━━ THE DATA

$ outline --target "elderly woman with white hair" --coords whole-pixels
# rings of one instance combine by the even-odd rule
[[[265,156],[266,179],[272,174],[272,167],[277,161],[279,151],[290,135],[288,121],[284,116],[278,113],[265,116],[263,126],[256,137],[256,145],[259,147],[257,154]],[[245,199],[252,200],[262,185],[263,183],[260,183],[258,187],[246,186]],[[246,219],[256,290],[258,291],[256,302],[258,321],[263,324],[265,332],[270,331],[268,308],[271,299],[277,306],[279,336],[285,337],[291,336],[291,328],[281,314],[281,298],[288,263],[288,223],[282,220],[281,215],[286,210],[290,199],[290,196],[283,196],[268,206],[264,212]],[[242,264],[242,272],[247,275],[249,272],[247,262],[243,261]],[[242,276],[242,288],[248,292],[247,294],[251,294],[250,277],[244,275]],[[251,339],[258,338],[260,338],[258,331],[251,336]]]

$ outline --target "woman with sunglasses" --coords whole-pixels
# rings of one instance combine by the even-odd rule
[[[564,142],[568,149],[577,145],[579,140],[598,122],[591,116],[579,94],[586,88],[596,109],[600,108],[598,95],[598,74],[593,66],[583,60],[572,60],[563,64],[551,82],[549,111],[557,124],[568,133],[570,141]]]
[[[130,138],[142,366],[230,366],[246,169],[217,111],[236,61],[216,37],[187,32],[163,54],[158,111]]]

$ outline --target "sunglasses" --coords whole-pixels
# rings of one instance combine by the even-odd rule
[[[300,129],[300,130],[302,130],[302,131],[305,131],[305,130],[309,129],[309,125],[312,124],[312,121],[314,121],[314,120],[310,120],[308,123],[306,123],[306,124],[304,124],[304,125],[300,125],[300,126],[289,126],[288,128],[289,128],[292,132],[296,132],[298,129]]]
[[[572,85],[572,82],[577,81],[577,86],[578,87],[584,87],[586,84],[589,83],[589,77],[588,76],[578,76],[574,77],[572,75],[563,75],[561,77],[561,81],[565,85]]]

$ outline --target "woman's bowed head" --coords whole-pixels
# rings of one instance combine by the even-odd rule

━━━━

→ GOAL
Pick out every line of the data above that contains the string "woman", matching case exactly, and copy each such line in full.

→ ANSWER
$ outline --target "elderly woman with white hair" --coords whole-pixels
$ outline --target "woman with sunglasses" --coords whole-pixels
$ outline --target "woman's bowed head" --coords whole-pixels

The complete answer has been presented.